◆ PASSAGE TO READ:
----
The online version of this article (doi:10.1186/s12875-017-0609-1) contains supplementary material, which is available to authorized users.
This original version of this article was revised as previously Figs. 2, 3 and 4 were presented incorrectly, this has now been corrected.
An erratum to this article is available at http://dx.doi.org/10.1186/s12875-017-0632-2.
Family practitioners (FPs) who work in Out-Of-Hours Care (OOHC) - especially in rural areas – complain about high workload related to low urgency and potentially unnecessary patient presentations with minor ailments. The aim of this study was to describe Reasons for Encounter (RFEs) in primary OOHC taken into account the doctor’s perspective in the context of high workload without knowing patients’ motives for visiting an OOHC-centre.
----
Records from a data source
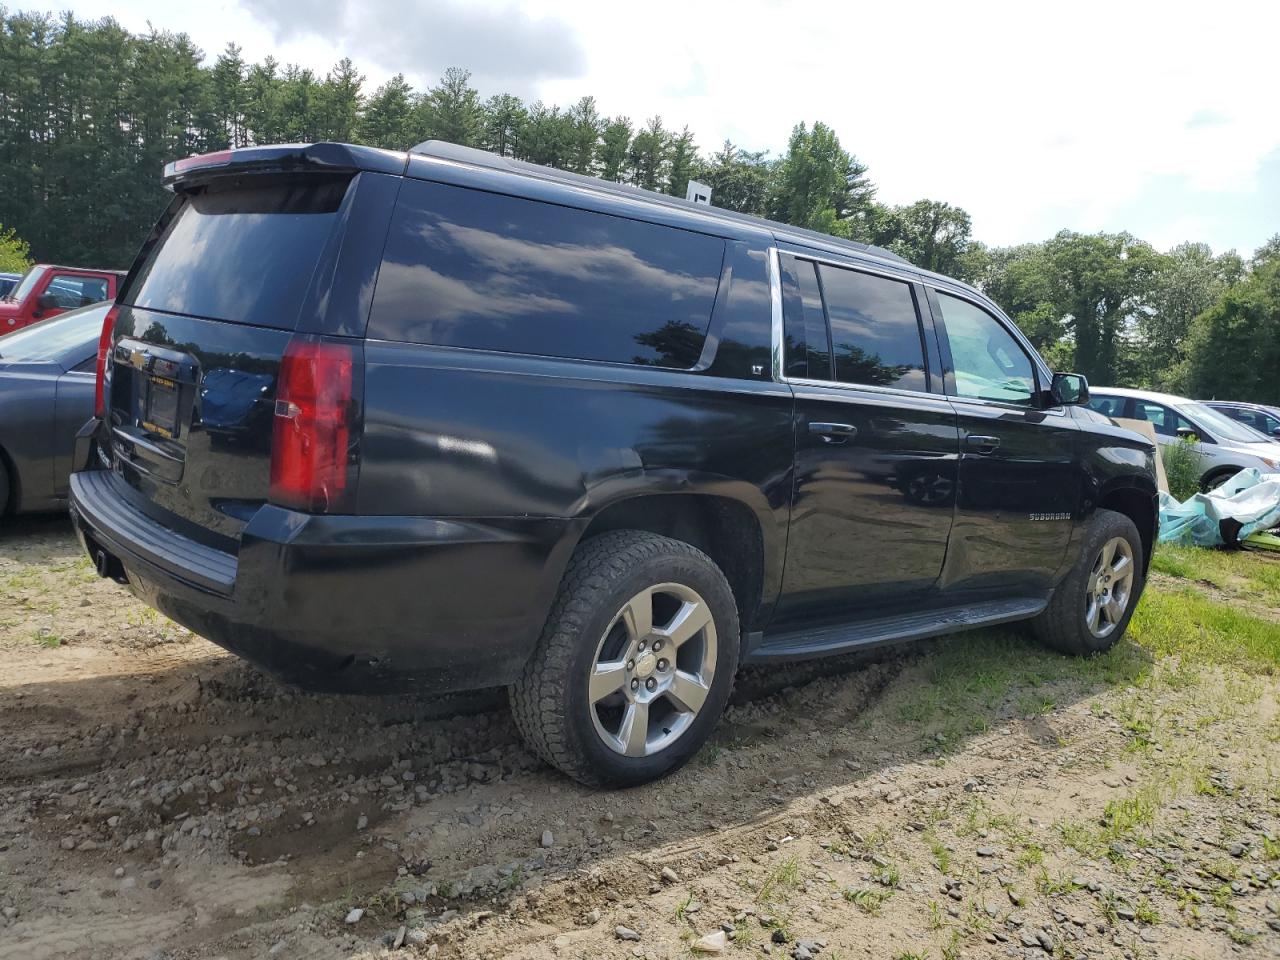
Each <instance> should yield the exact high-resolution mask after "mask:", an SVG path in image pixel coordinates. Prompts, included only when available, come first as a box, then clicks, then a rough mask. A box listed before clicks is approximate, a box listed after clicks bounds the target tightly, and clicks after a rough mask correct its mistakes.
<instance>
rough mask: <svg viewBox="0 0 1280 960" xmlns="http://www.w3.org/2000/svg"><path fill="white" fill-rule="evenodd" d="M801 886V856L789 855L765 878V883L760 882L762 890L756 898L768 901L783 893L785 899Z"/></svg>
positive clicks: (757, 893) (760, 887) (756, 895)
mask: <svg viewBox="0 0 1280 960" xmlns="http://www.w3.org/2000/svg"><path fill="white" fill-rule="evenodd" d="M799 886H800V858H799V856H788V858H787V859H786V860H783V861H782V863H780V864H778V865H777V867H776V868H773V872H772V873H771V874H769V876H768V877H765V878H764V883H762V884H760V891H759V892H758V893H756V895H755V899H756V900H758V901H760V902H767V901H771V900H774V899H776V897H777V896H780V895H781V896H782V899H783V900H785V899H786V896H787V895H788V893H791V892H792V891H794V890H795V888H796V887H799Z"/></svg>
----
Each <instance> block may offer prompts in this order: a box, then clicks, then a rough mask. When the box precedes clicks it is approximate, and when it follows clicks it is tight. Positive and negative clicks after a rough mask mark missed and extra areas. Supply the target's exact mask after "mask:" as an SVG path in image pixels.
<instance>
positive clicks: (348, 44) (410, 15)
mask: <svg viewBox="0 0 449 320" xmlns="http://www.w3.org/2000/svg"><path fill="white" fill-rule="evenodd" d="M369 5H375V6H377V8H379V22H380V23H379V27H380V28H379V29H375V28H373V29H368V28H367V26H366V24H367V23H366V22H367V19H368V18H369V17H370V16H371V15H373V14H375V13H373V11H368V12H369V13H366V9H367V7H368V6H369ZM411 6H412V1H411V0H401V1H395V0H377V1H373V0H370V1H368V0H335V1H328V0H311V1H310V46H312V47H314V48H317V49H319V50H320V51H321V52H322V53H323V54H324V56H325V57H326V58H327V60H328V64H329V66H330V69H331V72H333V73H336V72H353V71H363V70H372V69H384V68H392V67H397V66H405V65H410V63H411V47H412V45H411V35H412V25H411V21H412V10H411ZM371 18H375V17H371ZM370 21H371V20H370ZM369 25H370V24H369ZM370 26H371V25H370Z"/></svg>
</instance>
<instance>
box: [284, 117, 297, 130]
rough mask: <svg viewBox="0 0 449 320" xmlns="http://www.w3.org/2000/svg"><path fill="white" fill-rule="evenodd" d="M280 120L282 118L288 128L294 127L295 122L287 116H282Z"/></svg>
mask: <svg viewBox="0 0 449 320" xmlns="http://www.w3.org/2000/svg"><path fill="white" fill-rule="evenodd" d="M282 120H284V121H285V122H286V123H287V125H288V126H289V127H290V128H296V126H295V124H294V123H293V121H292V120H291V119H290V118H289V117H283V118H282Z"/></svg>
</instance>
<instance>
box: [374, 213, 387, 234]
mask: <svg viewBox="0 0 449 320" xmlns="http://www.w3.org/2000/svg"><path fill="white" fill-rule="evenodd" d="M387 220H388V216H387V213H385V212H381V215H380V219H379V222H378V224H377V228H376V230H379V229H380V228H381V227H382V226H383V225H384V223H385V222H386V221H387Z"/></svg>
----
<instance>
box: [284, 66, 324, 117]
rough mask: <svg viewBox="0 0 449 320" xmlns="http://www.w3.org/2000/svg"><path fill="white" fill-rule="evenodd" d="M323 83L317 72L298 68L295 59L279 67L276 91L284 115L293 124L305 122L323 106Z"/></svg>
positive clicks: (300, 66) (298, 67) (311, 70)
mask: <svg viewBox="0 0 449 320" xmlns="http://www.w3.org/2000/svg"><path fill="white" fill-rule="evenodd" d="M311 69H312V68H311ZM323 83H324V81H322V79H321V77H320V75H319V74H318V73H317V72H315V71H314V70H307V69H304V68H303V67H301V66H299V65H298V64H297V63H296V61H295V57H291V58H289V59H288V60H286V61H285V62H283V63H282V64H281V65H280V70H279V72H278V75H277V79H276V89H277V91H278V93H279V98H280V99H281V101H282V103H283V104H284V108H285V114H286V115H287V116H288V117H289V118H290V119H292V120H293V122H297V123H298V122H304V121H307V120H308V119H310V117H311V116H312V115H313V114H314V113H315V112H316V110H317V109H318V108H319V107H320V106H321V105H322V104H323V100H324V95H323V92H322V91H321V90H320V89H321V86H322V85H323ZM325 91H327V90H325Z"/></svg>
----
◆ PROBLEM STATEMENT: Write out the passage on out-of-hours care word for word, starting at "This original version" and ending at "visiting an OOHC-centre.".

◆ TASK ANSWER:
This original version of this article was revised as previously Figs. 2, 3 and 4 were presented incorrectly, this has now been corrected.
An erratum to this article is available at http://dx.doi.org/10.1186/s12875-017-0632-2.
Family practitioners (FPs) who work in Out-Of-Hours Care (OOHC) - especially in rural areas – complain about high workload related to low urgency and potentially unnecessary patient presentations with minor ailments. The aim of this study was to describe Reasons for Encounter (RFEs) in primary OOHC taken into account the doctor’s perspective in the context of high workload without knowing patients’ motives for visiting an OOHC-centre.